## Data taken from a collection:

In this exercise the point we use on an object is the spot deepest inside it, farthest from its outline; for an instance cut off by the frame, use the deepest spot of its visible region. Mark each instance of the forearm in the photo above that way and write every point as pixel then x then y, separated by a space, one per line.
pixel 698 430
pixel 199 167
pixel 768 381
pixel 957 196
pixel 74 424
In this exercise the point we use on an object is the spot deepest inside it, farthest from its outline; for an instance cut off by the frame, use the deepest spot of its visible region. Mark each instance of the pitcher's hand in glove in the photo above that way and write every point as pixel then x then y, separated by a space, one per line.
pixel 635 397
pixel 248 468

## WORK REQUIRED:
In the lines from the one containing "of the pitcher's" through the end, substitute "glove" for "hand" and give those lines again with nothing else changed.

## RESPONSE TO THIS TASK:
In this exercise the point we use on an object is the spot deepest inside it, farthest from its outline; for an instance cut off by the frame, use the deepest spot of its visible region. Mark each instance of the pitcher's glove in glove in the photo above that way and write every point as pixel then x then y, separated by a space, one per line.
pixel 635 397
pixel 248 468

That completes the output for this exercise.